What to work on - Return each row below that contains the string "uniform". Matching is case-sensitive.

Supplied material -

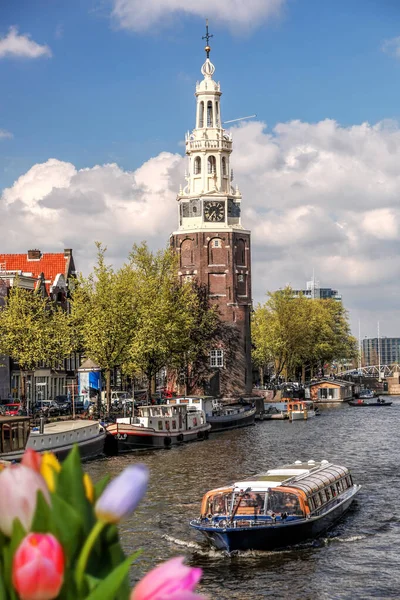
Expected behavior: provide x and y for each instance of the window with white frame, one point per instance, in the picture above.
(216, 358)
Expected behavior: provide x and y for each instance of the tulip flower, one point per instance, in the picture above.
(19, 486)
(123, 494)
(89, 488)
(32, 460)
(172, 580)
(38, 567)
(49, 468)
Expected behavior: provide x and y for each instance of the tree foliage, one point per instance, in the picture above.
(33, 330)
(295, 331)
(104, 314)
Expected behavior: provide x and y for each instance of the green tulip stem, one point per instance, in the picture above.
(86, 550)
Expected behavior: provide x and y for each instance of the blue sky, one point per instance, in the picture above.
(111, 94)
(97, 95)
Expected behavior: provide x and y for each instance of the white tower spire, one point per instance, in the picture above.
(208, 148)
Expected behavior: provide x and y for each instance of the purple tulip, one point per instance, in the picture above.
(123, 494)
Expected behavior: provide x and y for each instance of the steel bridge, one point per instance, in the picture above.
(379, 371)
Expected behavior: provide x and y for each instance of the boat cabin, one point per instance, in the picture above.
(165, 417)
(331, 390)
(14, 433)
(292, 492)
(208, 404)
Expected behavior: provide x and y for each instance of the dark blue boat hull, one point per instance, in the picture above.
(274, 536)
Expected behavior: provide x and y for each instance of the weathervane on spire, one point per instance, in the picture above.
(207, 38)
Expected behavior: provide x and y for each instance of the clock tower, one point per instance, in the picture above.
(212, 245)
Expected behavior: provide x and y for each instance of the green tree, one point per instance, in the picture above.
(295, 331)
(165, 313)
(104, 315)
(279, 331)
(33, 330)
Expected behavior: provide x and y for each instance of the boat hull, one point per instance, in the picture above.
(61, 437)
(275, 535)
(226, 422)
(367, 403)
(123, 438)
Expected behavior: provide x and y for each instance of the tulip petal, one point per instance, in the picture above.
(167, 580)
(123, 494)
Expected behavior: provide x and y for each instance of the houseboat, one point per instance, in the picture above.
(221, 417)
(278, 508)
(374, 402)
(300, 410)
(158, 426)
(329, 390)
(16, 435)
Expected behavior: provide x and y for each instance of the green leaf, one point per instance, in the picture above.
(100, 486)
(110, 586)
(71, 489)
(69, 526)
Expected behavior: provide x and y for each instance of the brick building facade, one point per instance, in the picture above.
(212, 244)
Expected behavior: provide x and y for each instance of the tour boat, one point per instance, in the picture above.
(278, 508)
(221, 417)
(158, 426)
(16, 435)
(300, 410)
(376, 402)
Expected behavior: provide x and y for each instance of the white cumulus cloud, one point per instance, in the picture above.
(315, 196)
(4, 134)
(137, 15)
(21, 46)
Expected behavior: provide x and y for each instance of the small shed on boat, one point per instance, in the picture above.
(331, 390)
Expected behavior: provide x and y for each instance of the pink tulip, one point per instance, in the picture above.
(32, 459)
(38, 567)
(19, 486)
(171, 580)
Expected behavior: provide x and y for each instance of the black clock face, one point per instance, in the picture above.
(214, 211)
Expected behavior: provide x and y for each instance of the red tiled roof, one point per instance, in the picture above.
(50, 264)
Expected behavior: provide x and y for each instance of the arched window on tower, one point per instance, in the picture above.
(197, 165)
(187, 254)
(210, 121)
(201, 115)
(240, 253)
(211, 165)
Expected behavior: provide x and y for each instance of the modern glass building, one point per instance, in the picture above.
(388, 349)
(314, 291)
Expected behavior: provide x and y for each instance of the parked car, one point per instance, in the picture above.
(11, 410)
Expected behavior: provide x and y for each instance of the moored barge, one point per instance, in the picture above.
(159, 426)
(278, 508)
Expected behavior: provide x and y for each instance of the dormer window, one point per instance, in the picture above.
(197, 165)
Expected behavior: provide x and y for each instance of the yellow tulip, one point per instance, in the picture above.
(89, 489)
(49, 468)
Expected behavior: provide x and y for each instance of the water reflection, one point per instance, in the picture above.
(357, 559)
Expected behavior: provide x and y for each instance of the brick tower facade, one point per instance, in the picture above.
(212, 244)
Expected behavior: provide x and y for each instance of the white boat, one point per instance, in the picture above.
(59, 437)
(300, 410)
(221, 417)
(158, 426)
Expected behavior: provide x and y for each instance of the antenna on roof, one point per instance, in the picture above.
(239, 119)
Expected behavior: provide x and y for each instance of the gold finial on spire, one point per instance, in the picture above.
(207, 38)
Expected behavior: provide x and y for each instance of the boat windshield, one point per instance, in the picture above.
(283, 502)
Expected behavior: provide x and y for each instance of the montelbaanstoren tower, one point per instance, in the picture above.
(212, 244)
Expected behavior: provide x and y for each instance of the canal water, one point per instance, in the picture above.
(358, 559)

--

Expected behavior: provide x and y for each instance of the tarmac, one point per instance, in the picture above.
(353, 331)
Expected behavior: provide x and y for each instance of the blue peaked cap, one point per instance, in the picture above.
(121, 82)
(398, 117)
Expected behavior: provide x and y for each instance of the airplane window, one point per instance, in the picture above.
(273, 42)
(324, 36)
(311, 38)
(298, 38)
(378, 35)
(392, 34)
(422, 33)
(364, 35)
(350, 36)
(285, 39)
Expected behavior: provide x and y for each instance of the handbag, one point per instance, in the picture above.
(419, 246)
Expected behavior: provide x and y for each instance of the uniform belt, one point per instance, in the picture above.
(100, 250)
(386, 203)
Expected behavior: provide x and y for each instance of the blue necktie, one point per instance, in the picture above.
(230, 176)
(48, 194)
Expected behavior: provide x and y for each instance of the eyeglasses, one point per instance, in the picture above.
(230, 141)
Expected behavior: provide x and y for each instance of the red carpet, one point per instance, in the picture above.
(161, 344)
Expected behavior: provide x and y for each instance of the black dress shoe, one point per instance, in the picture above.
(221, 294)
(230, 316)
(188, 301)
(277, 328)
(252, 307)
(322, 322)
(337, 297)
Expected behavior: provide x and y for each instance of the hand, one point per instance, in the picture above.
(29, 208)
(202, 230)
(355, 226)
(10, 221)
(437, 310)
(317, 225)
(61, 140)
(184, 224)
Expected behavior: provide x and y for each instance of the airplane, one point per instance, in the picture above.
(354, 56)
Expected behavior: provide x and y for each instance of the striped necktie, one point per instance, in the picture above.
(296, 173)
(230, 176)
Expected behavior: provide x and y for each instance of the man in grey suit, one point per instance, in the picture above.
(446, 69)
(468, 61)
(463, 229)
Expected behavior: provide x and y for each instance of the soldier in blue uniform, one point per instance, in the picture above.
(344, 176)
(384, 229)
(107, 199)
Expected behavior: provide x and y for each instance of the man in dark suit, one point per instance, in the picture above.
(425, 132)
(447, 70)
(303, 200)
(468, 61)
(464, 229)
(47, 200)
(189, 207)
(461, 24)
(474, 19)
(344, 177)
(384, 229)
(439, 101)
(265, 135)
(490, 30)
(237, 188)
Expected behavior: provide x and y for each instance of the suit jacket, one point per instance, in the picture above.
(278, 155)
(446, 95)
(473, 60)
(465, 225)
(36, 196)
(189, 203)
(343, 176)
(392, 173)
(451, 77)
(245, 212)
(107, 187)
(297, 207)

...

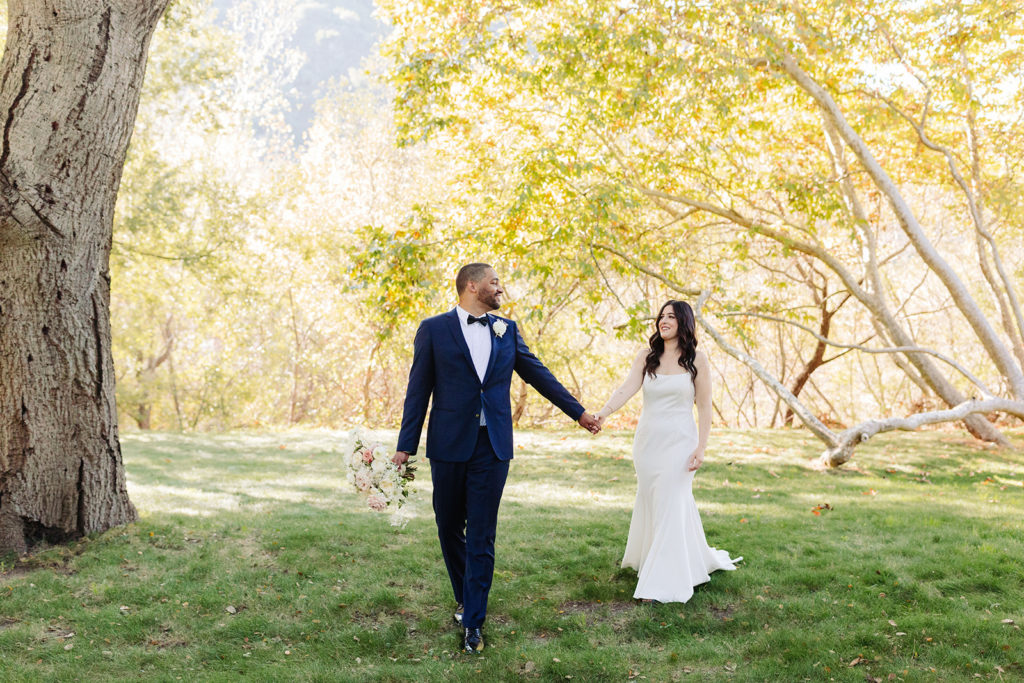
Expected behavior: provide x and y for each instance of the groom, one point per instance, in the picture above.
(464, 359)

Finished task -
Expected behavior: provide x and y for each instance of the uniform belt, one point per instance, in the picture above.
Expected behavior: provide x and y for each instance of the soldier in blue uniform, one point per instance, in the picture above.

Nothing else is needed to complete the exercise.